### Given text

--- --- ---

Jakub Kaszuba (born 28 January 1988 in Poland) is a retired Polish footballer who played as a forward.

Early life

Born in 1988, Kaszuba grew up idolizing Sweden international Zlatan Ibrahimović. As a youth player, Kaszuba joined the youth academy of Bałtyk Gdynia. He was nicknamed "Kasza" and was regarded as one of the brightest youth prospects in Poland.

Career

Kaszuba started his career with Bałtyk Gdynia. In total, he scored 27 league goals for them during his first stint there. After that, he signed for Cracovia. He played for the first team while simultaneously playing for their youth team. Kaszubed finished as top scorer of the 2009/10 Youth Ekstraklasa with 13 goals. He also featured in friendlies for the first team. 

In total, he made 22 league appearances for Cracovia and scored 2 goals.
He scored his first league goal for Cracovia during a 1-1 draw with Polonia Warsaw, dedicating the goal to his parents, the only goal he scored for the first team during the 2008/09 season.

--- --- ---

### Problem set
- 1) In the biography of Jakub Kaszuba, what nickname was he given as a youth player?
- 2) Continue the Jakub Kaszuba biography after its final sentence.

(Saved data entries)
--- --- ---

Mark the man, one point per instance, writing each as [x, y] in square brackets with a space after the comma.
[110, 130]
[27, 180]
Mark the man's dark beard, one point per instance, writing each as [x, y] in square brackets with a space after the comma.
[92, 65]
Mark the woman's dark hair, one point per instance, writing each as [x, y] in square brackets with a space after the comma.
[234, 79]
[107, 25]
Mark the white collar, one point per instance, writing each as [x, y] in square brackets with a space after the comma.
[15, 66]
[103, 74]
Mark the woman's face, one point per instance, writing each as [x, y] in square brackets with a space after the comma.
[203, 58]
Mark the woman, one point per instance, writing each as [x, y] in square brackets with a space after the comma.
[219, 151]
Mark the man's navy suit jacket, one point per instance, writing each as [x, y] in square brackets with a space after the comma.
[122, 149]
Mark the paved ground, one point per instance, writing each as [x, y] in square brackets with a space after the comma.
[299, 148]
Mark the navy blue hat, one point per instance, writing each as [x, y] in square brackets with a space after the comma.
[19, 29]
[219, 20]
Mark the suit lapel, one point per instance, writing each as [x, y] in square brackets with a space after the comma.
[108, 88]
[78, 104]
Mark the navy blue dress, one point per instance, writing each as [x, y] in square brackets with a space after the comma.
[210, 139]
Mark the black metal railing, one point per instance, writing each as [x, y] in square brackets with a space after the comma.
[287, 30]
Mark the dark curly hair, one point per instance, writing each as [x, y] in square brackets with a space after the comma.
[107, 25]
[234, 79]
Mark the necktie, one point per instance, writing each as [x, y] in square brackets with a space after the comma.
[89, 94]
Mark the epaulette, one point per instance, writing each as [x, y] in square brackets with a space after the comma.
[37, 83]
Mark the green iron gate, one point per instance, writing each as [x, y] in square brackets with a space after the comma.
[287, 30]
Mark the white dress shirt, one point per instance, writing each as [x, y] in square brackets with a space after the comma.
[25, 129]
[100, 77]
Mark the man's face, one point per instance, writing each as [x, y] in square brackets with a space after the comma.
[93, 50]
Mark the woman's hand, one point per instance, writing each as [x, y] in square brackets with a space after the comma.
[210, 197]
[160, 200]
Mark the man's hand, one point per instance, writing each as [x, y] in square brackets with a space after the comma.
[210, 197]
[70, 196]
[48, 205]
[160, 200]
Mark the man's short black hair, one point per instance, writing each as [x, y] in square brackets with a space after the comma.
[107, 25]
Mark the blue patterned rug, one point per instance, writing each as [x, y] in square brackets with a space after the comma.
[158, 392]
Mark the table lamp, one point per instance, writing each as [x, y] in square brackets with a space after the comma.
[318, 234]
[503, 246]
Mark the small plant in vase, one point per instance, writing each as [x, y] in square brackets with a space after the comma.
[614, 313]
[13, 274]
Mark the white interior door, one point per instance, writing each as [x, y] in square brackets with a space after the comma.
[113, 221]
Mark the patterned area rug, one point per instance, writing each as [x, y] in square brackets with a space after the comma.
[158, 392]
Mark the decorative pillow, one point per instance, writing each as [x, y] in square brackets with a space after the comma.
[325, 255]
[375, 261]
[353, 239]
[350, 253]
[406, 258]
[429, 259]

--- --- ---

### The replies
- 1) "Kasza"

- 2)
In 2008/09, he suffered an injury. He returned to play May 2009 after receiving treatment. He scored his second league goal for Cracovia during a 2-6 loss to Lechia Gdańsk, the only goal he scored for the first team during the 2009/10 season.

In the summer 2010, he returned to Bałtyk Gdynia. He made 21 league appearances and scored 2 goals during his second stint there. After that, he signed for Kaszubia Kościerzyna. He made 20 league appearances and scored 3 goals there. In 2013, he signed for Gryf Wejherowo. He made 13 league appearances and scored 2 goals there. After that, he stopped playing professional football for a year.

Style of play

Kaszuba was known for his height and physicality as a striker.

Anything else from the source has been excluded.